* **Exercise requirements**
Filter the entries that follow, copying every line in which the word "grille" appears.

* **Data**
#####
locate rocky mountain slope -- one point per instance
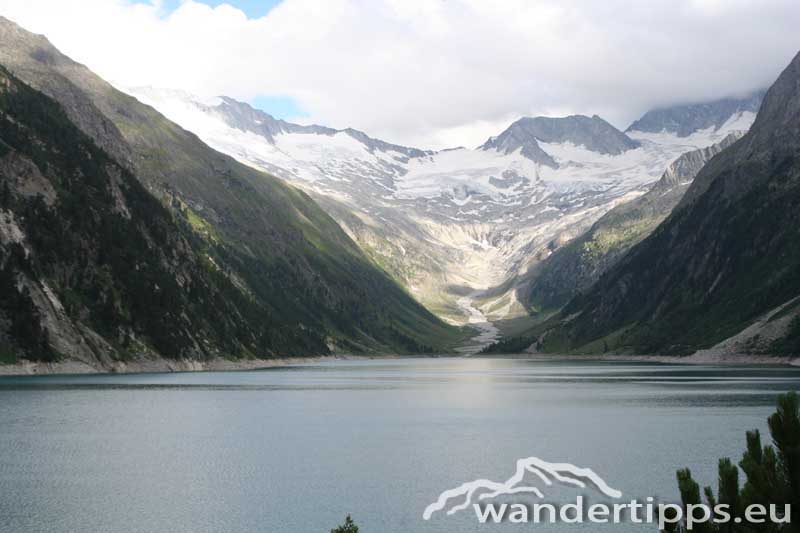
(314, 288)
(458, 227)
(683, 120)
(726, 259)
(92, 266)
(593, 133)
(574, 267)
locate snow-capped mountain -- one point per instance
(452, 223)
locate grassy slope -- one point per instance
(274, 238)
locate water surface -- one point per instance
(294, 449)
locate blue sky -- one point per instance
(252, 8)
(277, 105)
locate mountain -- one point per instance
(721, 272)
(457, 227)
(314, 289)
(683, 120)
(92, 265)
(593, 133)
(574, 267)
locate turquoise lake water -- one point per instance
(295, 449)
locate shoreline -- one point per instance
(694, 359)
(144, 366)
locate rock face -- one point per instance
(727, 255)
(593, 133)
(313, 288)
(574, 267)
(91, 265)
(683, 120)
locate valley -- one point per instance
(462, 229)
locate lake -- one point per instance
(294, 449)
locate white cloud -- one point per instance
(433, 73)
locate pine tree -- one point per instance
(348, 527)
(772, 475)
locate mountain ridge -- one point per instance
(272, 239)
(726, 256)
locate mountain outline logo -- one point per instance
(547, 472)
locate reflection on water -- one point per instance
(294, 449)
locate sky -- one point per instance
(429, 73)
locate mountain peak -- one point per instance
(683, 120)
(593, 133)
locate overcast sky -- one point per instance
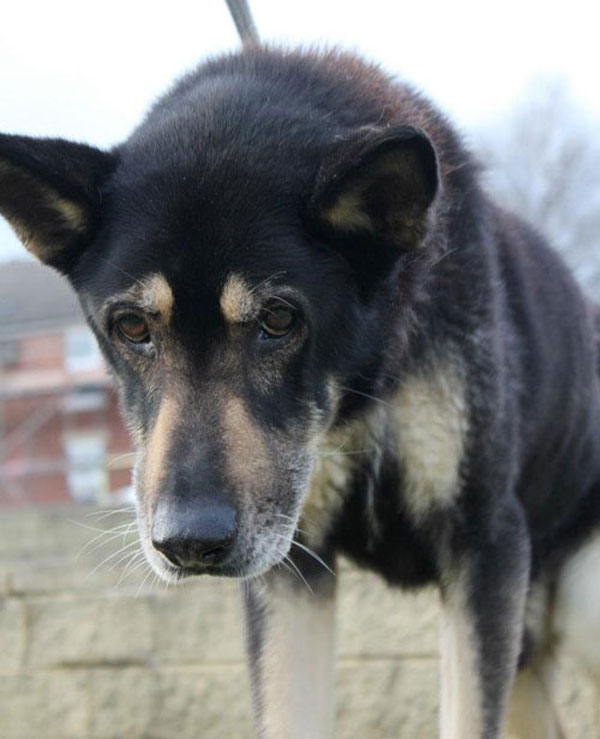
(88, 71)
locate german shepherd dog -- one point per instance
(328, 340)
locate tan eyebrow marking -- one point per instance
(152, 293)
(157, 292)
(238, 301)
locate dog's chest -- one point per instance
(378, 480)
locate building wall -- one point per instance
(86, 658)
(42, 417)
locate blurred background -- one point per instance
(89, 646)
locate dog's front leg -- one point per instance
(291, 648)
(483, 600)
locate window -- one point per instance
(81, 351)
(87, 477)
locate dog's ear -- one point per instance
(50, 194)
(380, 181)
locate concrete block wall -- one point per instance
(85, 656)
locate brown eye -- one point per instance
(134, 328)
(278, 320)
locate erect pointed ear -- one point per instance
(50, 194)
(381, 181)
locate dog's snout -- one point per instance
(195, 536)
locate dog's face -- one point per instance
(237, 274)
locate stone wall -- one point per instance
(86, 652)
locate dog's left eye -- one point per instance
(133, 328)
(277, 319)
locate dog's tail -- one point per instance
(597, 335)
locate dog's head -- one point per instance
(238, 261)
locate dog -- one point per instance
(328, 340)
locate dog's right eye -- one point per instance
(133, 328)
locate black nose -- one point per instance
(195, 535)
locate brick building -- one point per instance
(61, 437)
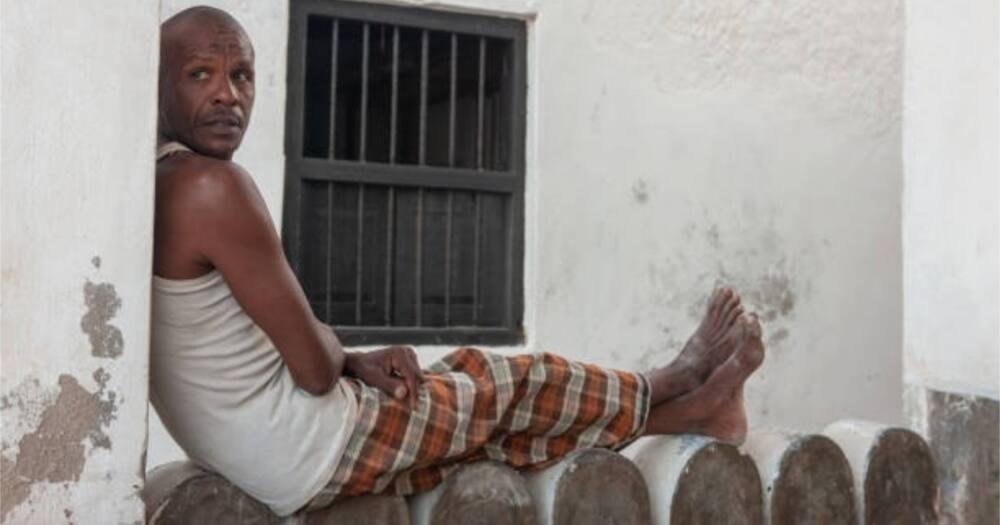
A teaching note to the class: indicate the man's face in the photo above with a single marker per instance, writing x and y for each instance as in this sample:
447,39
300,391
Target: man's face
206,85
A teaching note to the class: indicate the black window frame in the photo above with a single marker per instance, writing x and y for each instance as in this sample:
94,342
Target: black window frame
510,181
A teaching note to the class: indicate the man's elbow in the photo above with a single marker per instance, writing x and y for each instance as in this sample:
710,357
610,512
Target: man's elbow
315,384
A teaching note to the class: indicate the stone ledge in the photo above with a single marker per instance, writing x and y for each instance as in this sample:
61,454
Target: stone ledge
856,472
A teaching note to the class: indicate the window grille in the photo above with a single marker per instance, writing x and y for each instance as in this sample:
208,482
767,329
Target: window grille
#####
* **Answer box**
A teaching note to the class: indicate the window grille in the photo above with a single marker per instance, writing x and y for each instance as in this sample:
Target: window grille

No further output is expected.